→ **Exercise requirements**
Return every one of the entries below word for word, without changing anything.

→ **Data provided**
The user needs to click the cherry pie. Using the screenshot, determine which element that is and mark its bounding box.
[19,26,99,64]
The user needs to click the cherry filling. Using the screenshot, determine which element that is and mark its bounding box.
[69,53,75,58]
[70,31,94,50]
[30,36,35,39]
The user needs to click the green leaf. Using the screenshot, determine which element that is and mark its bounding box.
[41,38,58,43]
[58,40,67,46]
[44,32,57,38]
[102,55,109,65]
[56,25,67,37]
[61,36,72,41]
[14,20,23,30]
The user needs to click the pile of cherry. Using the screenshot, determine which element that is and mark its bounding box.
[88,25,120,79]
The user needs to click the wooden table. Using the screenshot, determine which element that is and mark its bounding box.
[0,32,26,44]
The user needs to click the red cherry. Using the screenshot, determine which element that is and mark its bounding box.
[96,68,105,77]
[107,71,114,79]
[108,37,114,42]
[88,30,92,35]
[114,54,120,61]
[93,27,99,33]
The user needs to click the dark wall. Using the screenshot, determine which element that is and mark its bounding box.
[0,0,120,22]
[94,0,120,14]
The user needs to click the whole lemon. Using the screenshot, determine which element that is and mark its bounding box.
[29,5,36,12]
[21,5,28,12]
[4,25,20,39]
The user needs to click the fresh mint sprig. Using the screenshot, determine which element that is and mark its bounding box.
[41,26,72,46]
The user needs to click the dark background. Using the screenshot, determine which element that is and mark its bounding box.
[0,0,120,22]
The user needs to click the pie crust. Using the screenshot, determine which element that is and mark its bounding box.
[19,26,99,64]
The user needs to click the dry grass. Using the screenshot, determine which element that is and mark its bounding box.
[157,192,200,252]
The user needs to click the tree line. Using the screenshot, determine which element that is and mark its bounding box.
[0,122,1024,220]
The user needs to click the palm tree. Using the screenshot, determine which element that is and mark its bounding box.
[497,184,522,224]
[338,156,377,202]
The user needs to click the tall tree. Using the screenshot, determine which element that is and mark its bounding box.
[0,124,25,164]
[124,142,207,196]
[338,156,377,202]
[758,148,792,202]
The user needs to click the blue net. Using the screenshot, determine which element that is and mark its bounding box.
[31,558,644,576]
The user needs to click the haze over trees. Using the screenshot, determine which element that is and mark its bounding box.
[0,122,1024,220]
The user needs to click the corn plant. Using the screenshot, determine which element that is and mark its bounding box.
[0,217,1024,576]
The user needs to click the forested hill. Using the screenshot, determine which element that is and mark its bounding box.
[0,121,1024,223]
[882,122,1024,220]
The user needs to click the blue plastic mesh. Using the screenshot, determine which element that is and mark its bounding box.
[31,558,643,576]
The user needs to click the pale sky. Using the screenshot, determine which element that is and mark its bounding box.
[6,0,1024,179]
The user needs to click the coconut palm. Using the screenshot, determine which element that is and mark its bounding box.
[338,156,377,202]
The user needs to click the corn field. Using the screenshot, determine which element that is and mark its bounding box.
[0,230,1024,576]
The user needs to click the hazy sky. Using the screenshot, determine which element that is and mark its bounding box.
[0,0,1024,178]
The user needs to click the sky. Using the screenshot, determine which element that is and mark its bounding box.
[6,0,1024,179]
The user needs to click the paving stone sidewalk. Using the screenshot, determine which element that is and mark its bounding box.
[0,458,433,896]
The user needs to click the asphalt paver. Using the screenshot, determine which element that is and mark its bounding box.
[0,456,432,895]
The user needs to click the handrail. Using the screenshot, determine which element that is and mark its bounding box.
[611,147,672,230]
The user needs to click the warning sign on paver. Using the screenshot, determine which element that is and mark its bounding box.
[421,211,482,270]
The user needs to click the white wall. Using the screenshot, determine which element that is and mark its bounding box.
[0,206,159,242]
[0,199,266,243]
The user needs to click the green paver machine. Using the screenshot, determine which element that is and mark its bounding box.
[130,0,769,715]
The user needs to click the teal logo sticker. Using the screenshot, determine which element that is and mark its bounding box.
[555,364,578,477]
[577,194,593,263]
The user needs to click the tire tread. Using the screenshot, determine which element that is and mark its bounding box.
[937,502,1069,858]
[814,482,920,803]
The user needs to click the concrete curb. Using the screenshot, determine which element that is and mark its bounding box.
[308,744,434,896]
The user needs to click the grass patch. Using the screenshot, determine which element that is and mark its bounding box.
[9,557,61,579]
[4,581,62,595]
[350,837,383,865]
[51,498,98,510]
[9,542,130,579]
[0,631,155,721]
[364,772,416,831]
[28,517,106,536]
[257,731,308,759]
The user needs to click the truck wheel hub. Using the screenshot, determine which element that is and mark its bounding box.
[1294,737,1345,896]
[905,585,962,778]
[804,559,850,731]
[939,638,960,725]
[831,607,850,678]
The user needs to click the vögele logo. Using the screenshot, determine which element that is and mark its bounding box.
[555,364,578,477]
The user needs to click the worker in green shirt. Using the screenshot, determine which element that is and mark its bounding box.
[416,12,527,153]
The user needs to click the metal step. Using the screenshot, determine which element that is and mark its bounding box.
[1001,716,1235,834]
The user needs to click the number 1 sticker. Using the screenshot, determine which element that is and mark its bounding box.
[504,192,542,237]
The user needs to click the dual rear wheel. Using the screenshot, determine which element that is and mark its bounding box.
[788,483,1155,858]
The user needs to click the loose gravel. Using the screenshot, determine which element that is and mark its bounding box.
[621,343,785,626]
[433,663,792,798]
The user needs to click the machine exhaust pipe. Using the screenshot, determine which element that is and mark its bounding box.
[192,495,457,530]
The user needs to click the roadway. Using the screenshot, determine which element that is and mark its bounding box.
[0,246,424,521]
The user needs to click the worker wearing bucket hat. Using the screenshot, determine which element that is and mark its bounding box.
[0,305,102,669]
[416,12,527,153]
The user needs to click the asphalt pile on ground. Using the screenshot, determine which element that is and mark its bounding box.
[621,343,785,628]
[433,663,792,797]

→ **Response to this task**
The user needs to click the cherry pie. Using the screenshot, determine which element that is and mark its bounding box.
[19,26,99,64]
The user needs to click the cherry filling. Using the screenshot, determine which element that is and mark its bounding box.
[69,53,75,58]
[70,31,94,50]
[30,36,35,39]
The user needs to click the green leaf. Using the screenshot, determine which element that is and mark its bounding box.
[41,38,58,43]
[58,40,67,46]
[44,32,57,38]
[102,55,109,65]
[56,25,67,37]
[61,36,72,41]
[14,20,23,30]
The user needs to click the pile of cherry. Using the screenshot, determine which element that is and mark its bounding box.
[88,25,120,79]
The user needs to click the wooden table. Using the screenshot, determine which element that is and mark its bounding box.
[0,32,26,44]
The user needs to click the red cherry. Using the screenshot, determine which element that is and mark its bounding box.
[96,68,105,77]
[107,71,114,79]
[108,37,114,42]
[88,30,92,35]
[114,54,120,61]
[93,27,99,33]
The user needs to click the dark wall. Using the screenshot, determine which element that is and mark its bounding box.
[0,0,120,22]
[94,0,120,14]
The user needs to click the whole lemon. Using the screenshot, determine which element that is and mark its bounding box.
[29,5,36,12]
[21,5,28,12]
[4,25,20,39]
The user needs to click the fresh mint sprig. Using the screenshot, determine which element that is and mark its bounding box.
[41,26,72,46]
The user needs to click the dark background. Using the screenshot, determine which element that is and mark its bounding box.
[0,0,120,22]
The user needs to click the pie crust. Using the screenshot, determine which element that is and mark its bounding box.
[19,26,99,64]
The user needs to click the dry grass. Using the screenshot, determine which element that is and mark its bounding box.
[157,192,200,252]
The user needs to click the tree line. Using the screenshot, determine which element that is and mark its bounding box.
[0,122,1024,220]
The user needs to click the palm tree. Using the screenshot, determine which element that is and mark its bounding box.
[497,184,522,224]
[338,156,377,202]
The user needs to click the tall tree. Using the screenshot, determine which element that is and mark its bounding box.
[0,124,25,164]
[124,142,207,196]
[338,156,377,202]
[758,148,792,202]
The user needs to click the blue net. Using the screenshot, determine which element that is and mark its bounding box.
[31,558,644,576]
The user needs to click the haze over trees. Using the screenshot, determine which element that is and mark its bounding box.
[0,122,1024,220]
The user needs to click the corn plant. Using the screenshot, determine which element that is and mark its bounding box.
[0,217,1024,576]
The user needs to click the forested hill. Using the screenshot, determine which element that is and mark its bounding box.
[0,121,1024,223]
[882,122,1024,220]
The user needs to click the blue plastic mesh. Using the screenshot, determine which element that is and mark its bounding box.
[31,558,643,576]
The user needs to click the pale sky. Using the screenshot, determine which element that is and mark its bounding box.
[6,0,1024,179]
The user needs to click the coconut palm. Using the screenshot, determine which element that is and mark its bounding box.
[338,156,377,202]
The user needs to click the corn field. Using the screenshot, determine which element that is and mark its bounding box.
[0,230,1024,576]
The user needs to click the hazy sky. Using the screenshot, determine which element that is and mark its bounding box.
[0,0,1024,178]
The user needs to click the sky. Using the screenshot, determine which element that is and mark its bounding box.
[6,0,1024,179]
The user needs to click the paving stone sidewalk. Using the screenshot, determine which element that is and mark its bounding box.
[0,458,433,896]
The user needs to click the asphalt paver. Using the screenshot, determine which element that is and mark its bounding box.
[0,456,432,895]
The user needs to click the handrail. Using the screenshot, determine which element that is and mark its bounding box.
[611,147,672,230]
The user needs to click the warning sign on paver. Using the screenshot, determine which element that is and mark its bounding box.
[421,211,482,270]
The user needs to click the white wall. Using the screenshot, determine which element that is and mark its bounding box.
[0,206,159,242]
[0,199,266,243]
The user needs to click the green paver machine. Using the screenshot, determine which element that is and mark its bounding box.
[130,0,769,715]
The user needs to click the teal logo sticker. Using the screenshot, determine which element that is and mark its bounding box.
[555,364,578,477]
[577,194,593,263]
The user needs to click the tire tread. Using the screenshot, determine which element that is and mark its bounding box.
[937,502,1069,858]
[814,482,920,803]
The user needs to click the concrete curb. Using the screenshot, determine which element that is and mark its bounding box.
[308,744,434,896]
The user needs to click the grass patch. Using the screenshot, determine which element that is and mark its bounding box.
[9,557,61,579]
[4,581,62,595]
[350,837,383,865]
[51,498,98,510]
[9,542,130,579]
[0,631,155,721]
[364,772,416,831]
[28,517,106,536]
[257,731,308,759]
The user needs to click the truck wheel hub. Using the screenshot, determine which element that is and mark its bounding box.
[1294,737,1345,896]
[905,585,962,778]
[804,559,850,731]
[939,638,960,725]
[831,607,850,678]
The user needs to click the vögele logo. Using the screenshot, determine which element that is and mark its bounding box.
[555,364,578,477]
The user needs to click the worker in green shirt. Using the screenshot, determine which element that is and mark its bounding box.
[416,12,527,153]
The user needs to click the metal step. Using the screenshot, determine which element that is and mark its bounding box.
[1001,716,1235,834]
The user needs to click the number 1 sticker. Using the screenshot, determine which element that is and mark its bounding box.
[504,192,542,237]
The user needs to click the dual rear wheel. Using the screenshot, determine which element that is and mark its bounding box.
[788,483,1155,858]
The user needs to click the loose gravel. Using the screenshot, determine which element that is and mark its bounding box.
[621,343,785,626]
[433,663,792,798]
The user needs to click the machine exhaust pipe. Using the screenshot, determine which element that is and mark its bounding box.
[192,495,457,530]
The user needs to click the roadway. Using the screenshot, determine which element that is and mark its bounding box.
[0,246,424,521]
The user needs to click the worker wearing bucket hat. Using the screenshot, determine which element that is and mark its bounding box.
[0,305,102,669]
[416,12,527,153]
The user needs to click the asphalt pile on ground. Using the screenshot, determine which element that is and mark its bounding box.
[621,343,785,628]
[433,663,792,797]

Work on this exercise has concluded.